# MATERIAL SHOWN start

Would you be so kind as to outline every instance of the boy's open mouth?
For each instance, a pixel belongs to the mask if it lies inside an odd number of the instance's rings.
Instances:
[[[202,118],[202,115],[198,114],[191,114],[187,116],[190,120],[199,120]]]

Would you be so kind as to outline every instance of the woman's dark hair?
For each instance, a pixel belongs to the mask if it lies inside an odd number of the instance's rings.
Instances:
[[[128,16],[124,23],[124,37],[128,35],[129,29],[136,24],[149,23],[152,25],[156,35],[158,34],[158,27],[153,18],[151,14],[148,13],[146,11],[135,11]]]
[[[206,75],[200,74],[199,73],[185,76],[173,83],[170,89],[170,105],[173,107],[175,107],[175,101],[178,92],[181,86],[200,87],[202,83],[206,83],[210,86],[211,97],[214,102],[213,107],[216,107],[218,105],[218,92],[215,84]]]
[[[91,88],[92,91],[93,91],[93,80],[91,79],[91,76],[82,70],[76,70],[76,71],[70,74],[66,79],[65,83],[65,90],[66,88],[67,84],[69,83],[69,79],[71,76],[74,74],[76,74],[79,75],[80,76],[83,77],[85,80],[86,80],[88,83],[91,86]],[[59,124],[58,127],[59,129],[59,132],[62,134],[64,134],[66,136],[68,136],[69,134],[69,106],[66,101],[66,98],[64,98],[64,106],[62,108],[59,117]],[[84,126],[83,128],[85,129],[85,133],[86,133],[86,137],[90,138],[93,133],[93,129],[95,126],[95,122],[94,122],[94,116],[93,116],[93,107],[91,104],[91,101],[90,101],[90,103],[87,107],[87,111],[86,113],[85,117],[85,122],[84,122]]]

# MATERIAL SHOWN end

Copy all of the rows above verbatim, with no changes.

#### EXERCISE ANSWER:
Would you be so kind as to outline every instance of the boy's open mouth?
For each instance, a pixel belongs to the mask if it lies inside an odd number of the instance's rings.
Instances:
[[[202,118],[202,115],[198,114],[191,114],[187,116],[190,120],[199,120]]]

Would you be so kind as to outline every instance of the woman's dark hair?
For each instance, a pixel belongs to the mask if it lies inside an odd number of the instance's rings.
Instances:
[[[128,16],[124,23],[124,37],[128,35],[129,29],[136,24],[149,23],[152,25],[156,35],[158,34],[158,27],[153,18],[151,14],[148,13],[146,11],[135,11]]]
[[[206,75],[200,74],[199,73],[185,76],[173,83],[170,89],[170,105],[173,107],[175,107],[175,101],[178,92],[181,86],[200,87],[202,83],[206,83],[210,86],[211,97],[214,102],[213,107],[216,107],[218,105],[218,92],[215,84]]]
[[[91,88],[92,91],[93,91],[93,80],[91,79],[91,76],[82,70],[76,70],[76,71],[70,74],[66,79],[65,83],[65,90],[66,88],[67,84],[69,83],[69,79],[71,76],[74,74],[76,74],[79,75],[80,76],[83,77],[85,80],[86,80],[88,83],[91,86]],[[59,124],[58,127],[59,129],[59,132],[62,134],[64,134],[66,136],[68,136],[69,134],[69,106],[66,101],[66,98],[64,98],[64,106],[62,108],[59,117]],[[84,126],[83,128],[85,129],[85,133],[86,133],[86,137],[90,138],[93,133],[93,129],[95,126],[95,122],[94,122],[94,116],[93,116],[93,107],[91,104],[91,101],[90,101],[90,103],[87,107],[87,111],[86,113],[85,117],[85,122],[84,122]]]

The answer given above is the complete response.